### Entries
──────────────────────────────
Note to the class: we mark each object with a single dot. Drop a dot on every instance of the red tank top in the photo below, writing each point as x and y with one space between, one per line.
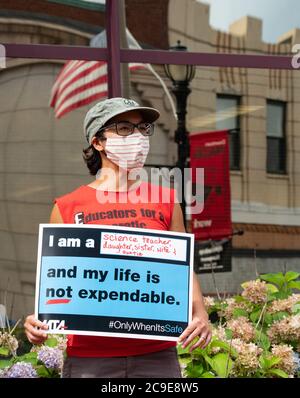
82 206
──────────────────────────────
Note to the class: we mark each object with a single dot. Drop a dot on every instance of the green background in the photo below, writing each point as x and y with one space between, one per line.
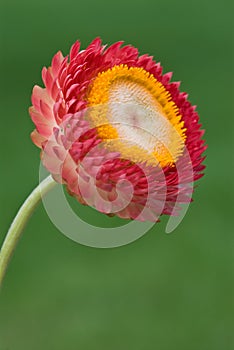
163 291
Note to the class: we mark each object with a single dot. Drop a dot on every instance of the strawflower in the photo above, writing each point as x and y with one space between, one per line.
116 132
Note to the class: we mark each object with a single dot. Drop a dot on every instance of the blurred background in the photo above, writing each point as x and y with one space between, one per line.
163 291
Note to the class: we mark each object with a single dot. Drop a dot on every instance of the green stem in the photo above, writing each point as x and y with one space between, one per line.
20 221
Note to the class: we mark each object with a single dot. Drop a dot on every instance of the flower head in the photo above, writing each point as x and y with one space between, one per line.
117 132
──────────────────────────────
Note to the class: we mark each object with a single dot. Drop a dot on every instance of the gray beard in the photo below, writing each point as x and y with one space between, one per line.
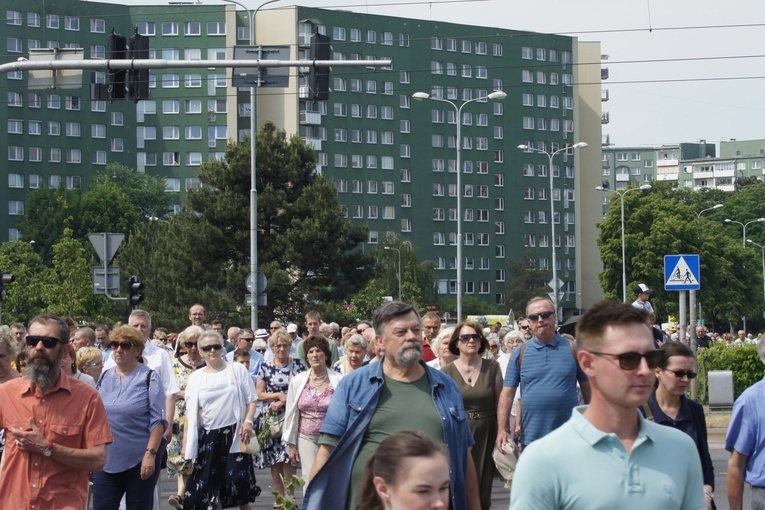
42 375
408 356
──────────────────────────────
### Required task
Which lines in the records above contain the word "green"? Copy each of those lines in full.

### Task answer
Note to the class: we mark each object with a single dot. Drop a dot on every instance of the green background in the photo below, writing each point as x and y with one space between, one per line.
Note to the class: we mark each object with a single dot. Drop a dot on every instance of the green stem in the photo above, writing each point as x and y with one space between, one per line.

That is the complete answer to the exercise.